About this task
Everything in the records should be repeated exactly, down to the last character.

Provided entries
= Beginning of Section =

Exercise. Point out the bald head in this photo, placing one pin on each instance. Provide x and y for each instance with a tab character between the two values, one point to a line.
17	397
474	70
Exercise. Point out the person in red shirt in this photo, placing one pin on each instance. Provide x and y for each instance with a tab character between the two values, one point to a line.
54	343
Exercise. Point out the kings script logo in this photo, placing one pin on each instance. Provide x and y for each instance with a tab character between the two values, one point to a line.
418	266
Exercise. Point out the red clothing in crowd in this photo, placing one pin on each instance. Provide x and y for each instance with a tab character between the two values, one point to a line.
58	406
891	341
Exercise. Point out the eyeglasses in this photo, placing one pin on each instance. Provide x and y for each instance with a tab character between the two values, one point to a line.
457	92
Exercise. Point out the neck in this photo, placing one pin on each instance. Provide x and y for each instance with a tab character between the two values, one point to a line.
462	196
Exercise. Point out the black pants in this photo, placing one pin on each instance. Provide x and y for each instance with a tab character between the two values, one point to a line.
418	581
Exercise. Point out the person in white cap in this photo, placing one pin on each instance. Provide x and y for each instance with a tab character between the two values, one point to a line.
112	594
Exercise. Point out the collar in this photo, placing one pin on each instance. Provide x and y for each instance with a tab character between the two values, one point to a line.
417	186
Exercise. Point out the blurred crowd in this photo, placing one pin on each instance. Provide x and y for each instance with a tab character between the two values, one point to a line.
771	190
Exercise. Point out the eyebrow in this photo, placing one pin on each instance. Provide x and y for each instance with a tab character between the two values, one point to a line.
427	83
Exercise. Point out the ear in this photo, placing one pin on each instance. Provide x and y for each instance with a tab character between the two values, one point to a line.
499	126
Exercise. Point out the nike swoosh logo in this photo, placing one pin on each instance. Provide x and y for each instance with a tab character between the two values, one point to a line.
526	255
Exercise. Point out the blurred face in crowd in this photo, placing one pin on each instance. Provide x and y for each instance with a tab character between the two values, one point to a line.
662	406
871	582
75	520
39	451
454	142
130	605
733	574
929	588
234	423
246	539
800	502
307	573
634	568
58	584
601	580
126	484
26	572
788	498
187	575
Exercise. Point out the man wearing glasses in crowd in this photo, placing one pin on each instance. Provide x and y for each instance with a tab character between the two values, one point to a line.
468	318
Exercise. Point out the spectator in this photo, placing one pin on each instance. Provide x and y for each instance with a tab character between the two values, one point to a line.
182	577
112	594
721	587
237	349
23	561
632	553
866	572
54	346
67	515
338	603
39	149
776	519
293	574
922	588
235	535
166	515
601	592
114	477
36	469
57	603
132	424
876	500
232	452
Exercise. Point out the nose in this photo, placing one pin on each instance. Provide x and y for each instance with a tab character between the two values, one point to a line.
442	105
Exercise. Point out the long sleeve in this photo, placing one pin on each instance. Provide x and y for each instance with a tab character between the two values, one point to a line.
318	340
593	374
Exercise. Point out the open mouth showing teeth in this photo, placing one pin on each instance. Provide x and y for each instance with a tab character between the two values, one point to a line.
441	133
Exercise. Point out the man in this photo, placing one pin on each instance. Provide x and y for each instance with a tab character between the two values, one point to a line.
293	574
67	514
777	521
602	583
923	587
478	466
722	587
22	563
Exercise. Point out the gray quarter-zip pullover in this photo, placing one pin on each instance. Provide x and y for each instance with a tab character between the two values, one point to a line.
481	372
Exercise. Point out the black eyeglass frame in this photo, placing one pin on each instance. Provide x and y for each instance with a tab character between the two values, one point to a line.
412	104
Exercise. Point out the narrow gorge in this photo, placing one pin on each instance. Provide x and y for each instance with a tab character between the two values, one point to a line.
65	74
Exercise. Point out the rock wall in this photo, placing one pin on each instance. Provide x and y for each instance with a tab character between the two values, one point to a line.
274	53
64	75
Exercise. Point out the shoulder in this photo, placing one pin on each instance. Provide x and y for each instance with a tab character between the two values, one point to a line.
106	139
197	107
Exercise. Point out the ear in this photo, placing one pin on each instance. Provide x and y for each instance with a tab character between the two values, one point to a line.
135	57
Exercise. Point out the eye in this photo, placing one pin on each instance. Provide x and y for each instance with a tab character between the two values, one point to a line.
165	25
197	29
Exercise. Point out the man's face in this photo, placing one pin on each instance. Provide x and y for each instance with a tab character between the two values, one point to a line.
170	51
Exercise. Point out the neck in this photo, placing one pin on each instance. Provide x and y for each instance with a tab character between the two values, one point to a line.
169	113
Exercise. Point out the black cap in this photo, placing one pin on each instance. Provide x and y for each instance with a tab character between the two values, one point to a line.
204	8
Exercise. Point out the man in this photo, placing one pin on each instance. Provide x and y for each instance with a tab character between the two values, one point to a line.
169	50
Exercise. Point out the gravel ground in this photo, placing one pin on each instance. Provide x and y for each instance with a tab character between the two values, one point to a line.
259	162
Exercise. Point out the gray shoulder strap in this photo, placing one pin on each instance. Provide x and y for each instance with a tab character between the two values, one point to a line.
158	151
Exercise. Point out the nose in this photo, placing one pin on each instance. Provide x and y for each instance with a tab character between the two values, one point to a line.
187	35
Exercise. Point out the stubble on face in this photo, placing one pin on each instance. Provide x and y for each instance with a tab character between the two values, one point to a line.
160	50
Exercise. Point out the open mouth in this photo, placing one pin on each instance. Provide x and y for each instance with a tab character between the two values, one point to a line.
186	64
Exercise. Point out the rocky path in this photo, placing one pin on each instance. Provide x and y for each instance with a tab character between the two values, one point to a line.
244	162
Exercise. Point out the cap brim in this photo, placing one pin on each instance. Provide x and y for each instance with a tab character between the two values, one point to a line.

= End of Section =

The completed task
Exercise. Point out the bald head in this photo, placing one pin on each instance. Provide x and y for each instance with a tab character between the two values, one point to a line.
17	397
474	70
Exercise. Point out the person in red shirt in this photo, placing one pin on each instance. Provide x and y for each instance with a tab character between the two values, one point to a line.
54	343
Exercise. Point out the kings script logo in this photo, placing one pin on each instance. Provide x and y for each instance with a tab character between the two values, one point to a line.
418	266
Exercise. Point out the red clothing in crowd in this photo, placing one pin on each instance. Provide x and y for each instance with a tab character between the two values, one point to a line.
58	406
891	341
Exercise. Point out the eyeglasses in this photo, placing one pin on each instance. Provide x and y for each instance with a tab character between the two values, one point to a line.
457	92
Exercise. Point out the neck in this photo, placing one pin on each instance. Provide x and y for each instance with a tab character between the two values, one point to a line.
462	196
Exercise. Point out the black pants in this photo, placing one pin on each instance. Provide x and y for each instance with a tab character between the two values, one point to a line.
418	581
Exercise. Point out the person in white cap in this photo, placing one pin on each instance. Provide x and y for each instance with a tab character between the two values, one point to a line.
112	594
Exercise. Point out the collar in this photo, placing one pin on each instance. Provide x and y for each instance with a tab character between the two values, one point to a line.
417	186
Exercise. Point out the blurred crowd in this photo, placing one pin on each instance. Provide x and y for each instance with a tab character between the two values, one point to a line.
771	190
Exercise. Point out the eyebrow in this photo, placing one pin on each instance. Provide x and y for each instance with a tab character between the two values, one point to a line.
427	83
Exercise. Point out the ear in this photo, placing one pin on each instance. Provide x and y for each instance with a tab character between the two values, one point to a line.
499	126
Exercise. Point out the nike swoosh logo in this photo, placing one pin on each instance. Provide x and y for each instance with a tab character between the two values, one point to a line.
526	255
Exercise. Point out the blurred face in crowd in this photo, placing one pin on each instance. Provide x and y for each instance with a tab character between the two values, one point to a line.
662	406
871	582
75	520
39	451
454	142
130	605
733	574
929	588
234	423
246	539
800	502
307	573
634	568
58	584
601	580
126	484
26	572
788	498
187	575
Exercise. Point out the man wearing glasses in crowd in this photo, placing one pin on each instance. Provide x and y for each instance with a tab character between the two values, one point to a line.
468	318
Exercise. Point out the spectator in this photo, placing one pin on each instance. Provide x and y for each instance with a tab character between the two values, one point to a line.
182	577
112	594
721	587
237	349
23	561
632	553
866	572
54	346
67	515
338	603
39	149
776	519
293	574
922	588
235	535
166	515
601	592
114	477
36	469
57	603
132	424
876	500
232	452
Exercise. Point out the nose in this photo, placing one pin on each instance. Provide x and y for each instance with a tab character between the two values, one point to a line.
442	105
Exercise. Point out the long sleeve in this photo, placing one pin on each instance. Provide x and y for each instance with a tab character between the two values, one point to a line.
318	340
593	374
Exercise. Point out the open mouth showing teeth in this photo, placing one pin on each instance. Provide x and y for each instance with a tab character between the two values, one point to a line.
441	133
Exercise. Point out the man in this photo, placing one pin on each instance. Provide x and y for each instance with a tab character between the two values, one point to a line.
293	574
67	514
777	521
602	583
923	587
478	466
722	587
22	563
Exercise. Point out the gray quarter-zip pullover in this photo, placing one pin on each instance. Provide x and y for each instance with a tab character between the two values, one point to a line.
481	372
Exercise. Point out the black eyeglass frame in this photo, placing one pin on each instance. Provide x and y for each instance with a tab character between the two values, one point to a line.
412	104
Exercise. Point out the narrow gorge in this photo, placing one pin on each instance. Provide x and y for each instance with a tab character between the two values, one point to a line.
65	74
Exercise. Point out the rock wall in this photo, placing one pin on each instance. Provide x and y for each instance with a tab character between the two values, one point to a line.
274	53
64	75
Exercise. Point out the shoulder in this photo, placing one pin on each instance. Provide x and y for each instance with a tab character between the two values, one point to a line.
106	139
197	107
Exercise. Point out the ear in this photo, placing one pin on each instance. Provide x and y for each instance with a tab character between the two values, one point to a line.
135	57
Exercise. Point out the eye in this photo, placing one pin on each instance. Provide x and y for each instance with a tab character between the two values, one point to a line.
165	25
197	29
Exercise. Point out the man's face in this photo, placing one pin on each instance. Provide x and y for each instance with a tab character between the two values, one point to a line.
170	51
Exercise. Point out the neck in this photo, placing one pin on each instance. Provide x and y for each instance with a tab character between the two values, one point to a line.
169	113
Exercise. Point out the black cap in this photo, placing one pin on each instance. Provide x and y for each instance with a tab character between the two values, one point to a line.
204	8
Exercise. Point out the man in this photo, placing one pin on each instance. Provide x and y for each instance with a tab character between the two values, one point to a line.
169	50
Exercise. Point out the gravel ground in this photo, placing one pin on each instance. Provide x and y for each instance with a tab character between the two values, one point to a line.
259	162
Exercise. Point out the gray shoulder strap in this photo, placing one pin on each instance. Provide x and y for each instance with a tab character between the two values, one point to a line.
158	151
Exercise. Point out the nose in this photo, placing one pin on each instance. Provide x and y for each instance with a tab character between the two values, one point to a line.
187	35
Exercise. Point out the stubble on face in this photo, placing one pin on each instance. Provide x and y for each instance with a tab character between the two values, one point to a line.
160	50
Exercise. Point out the open mouth in this photo, placing one pin on each instance. Provide x and y for each instance with a tab character between the two values, one point to a line.
186	64
Exercise. Point out the rocky path in this photo, placing one pin on each instance. Provide x and y for each instance with a tab character between the two values, one point to a line.
244	162
Exercise. Point out the cap brim in this photo, placing one pin on each instance. Provide x and y for each instance with a tab character between the two values, one point to a line.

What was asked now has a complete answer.